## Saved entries
--------

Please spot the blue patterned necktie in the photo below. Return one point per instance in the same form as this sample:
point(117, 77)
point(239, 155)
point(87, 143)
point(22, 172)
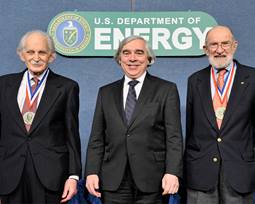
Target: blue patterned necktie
point(131, 100)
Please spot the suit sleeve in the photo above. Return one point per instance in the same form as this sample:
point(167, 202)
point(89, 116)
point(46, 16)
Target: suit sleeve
point(188, 110)
point(174, 140)
point(73, 136)
point(95, 150)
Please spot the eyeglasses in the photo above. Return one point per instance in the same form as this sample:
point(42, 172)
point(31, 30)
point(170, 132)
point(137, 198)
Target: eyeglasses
point(224, 45)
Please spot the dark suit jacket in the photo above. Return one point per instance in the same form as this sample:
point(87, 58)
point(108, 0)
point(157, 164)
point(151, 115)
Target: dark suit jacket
point(232, 145)
point(152, 143)
point(53, 139)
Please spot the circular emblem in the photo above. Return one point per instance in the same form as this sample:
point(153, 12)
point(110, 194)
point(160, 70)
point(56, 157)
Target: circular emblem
point(219, 113)
point(70, 32)
point(28, 117)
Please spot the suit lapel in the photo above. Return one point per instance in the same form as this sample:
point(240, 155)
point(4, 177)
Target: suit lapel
point(118, 98)
point(238, 90)
point(204, 89)
point(146, 92)
point(11, 94)
point(50, 94)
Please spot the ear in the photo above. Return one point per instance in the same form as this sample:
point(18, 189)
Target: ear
point(20, 54)
point(205, 50)
point(235, 44)
point(52, 57)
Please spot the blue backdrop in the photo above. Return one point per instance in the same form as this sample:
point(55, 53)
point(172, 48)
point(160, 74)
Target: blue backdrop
point(17, 17)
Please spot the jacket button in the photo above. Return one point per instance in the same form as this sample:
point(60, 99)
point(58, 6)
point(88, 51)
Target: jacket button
point(215, 159)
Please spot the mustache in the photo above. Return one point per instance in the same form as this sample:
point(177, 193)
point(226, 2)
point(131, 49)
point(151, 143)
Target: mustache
point(40, 62)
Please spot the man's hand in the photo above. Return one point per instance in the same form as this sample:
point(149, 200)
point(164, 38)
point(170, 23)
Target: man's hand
point(92, 184)
point(170, 184)
point(70, 190)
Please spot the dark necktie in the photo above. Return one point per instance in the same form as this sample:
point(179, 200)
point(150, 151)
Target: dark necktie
point(28, 110)
point(131, 100)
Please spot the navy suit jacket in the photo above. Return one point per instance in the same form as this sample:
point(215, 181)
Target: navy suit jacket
point(232, 145)
point(53, 139)
point(151, 143)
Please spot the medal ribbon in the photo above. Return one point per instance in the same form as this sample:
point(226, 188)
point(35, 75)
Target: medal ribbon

--------

## Task objective
Each record above must be retyped exactly, minus its pictures.

## Answer for the task
Please spot the blue patterned necktie in the photo below. Return one point per instance in the same form as this sample:
point(117, 77)
point(239, 155)
point(87, 143)
point(22, 172)
Target: blue patterned necktie
point(131, 100)
Please spot the suit sleeve in the photo above. Return one point per instance in the same form as this sample:
point(167, 202)
point(89, 116)
point(46, 16)
Target: suit sleeve
point(188, 110)
point(174, 140)
point(73, 136)
point(95, 150)
Please spot the eyeglasses in the photo above. Return one point per instance in the same form as this sample:
point(42, 172)
point(31, 30)
point(170, 132)
point(137, 198)
Target: eyeglasses
point(224, 45)
Please spot the dark suit jacket in the photo above. Return one point per instance in the same form as this sample:
point(87, 58)
point(108, 0)
point(157, 164)
point(151, 115)
Target: dark suit jacket
point(232, 145)
point(152, 143)
point(53, 139)
Please spot the circular emblem in the photo above. Return one point per instance in the same form as this sample:
point(153, 12)
point(110, 194)
point(160, 70)
point(56, 157)
Target: circular emblem
point(219, 113)
point(70, 32)
point(28, 117)
Please spot the suit lapel in the photo above. Return one point per instance in the same form as this sample:
point(240, 155)
point(4, 177)
Target: suit lapel
point(118, 98)
point(238, 90)
point(204, 89)
point(146, 92)
point(11, 94)
point(50, 94)
Please spot the ear in the photo above. Return one point per instance in the same form as this sample:
point(18, 189)
Target: ear
point(20, 54)
point(205, 50)
point(235, 44)
point(52, 57)
Please spot the blue backdrop in the photo above. Return one point per instance in the same form as this sample:
point(55, 53)
point(172, 48)
point(160, 74)
Target: blue backdrop
point(17, 17)
Please spot the jacket button in the photo above. Return one point per instance in the same form as this sample:
point(60, 99)
point(58, 6)
point(88, 51)
Target: jacket button
point(215, 159)
Please spot the mustache in the photo above. Return one point per instance in the same form as this sample:
point(177, 193)
point(226, 2)
point(131, 49)
point(151, 143)
Target: mustache
point(40, 62)
Please spot the man's hand in the photo above. Return one point per instance in the same form as this sample:
point(149, 200)
point(164, 38)
point(170, 23)
Target: man's hand
point(92, 184)
point(170, 184)
point(70, 190)
Please spot the dark necktie in the photo above. Return one point per instance in the same form as this sample:
point(179, 200)
point(150, 151)
Target: dark necktie
point(28, 110)
point(131, 100)
Please spot the navy suit jacket in the photo above. Return one point per instance in the same form as this sample:
point(215, 181)
Target: navy suit jacket
point(232, 145)
point(53, 139)
point(151, 143)
Please spot the medal ribbon in the photo above. Return one point per instance in the same form as this sample:
point(226, 188)
point(35, 75)
Target: medal ribbon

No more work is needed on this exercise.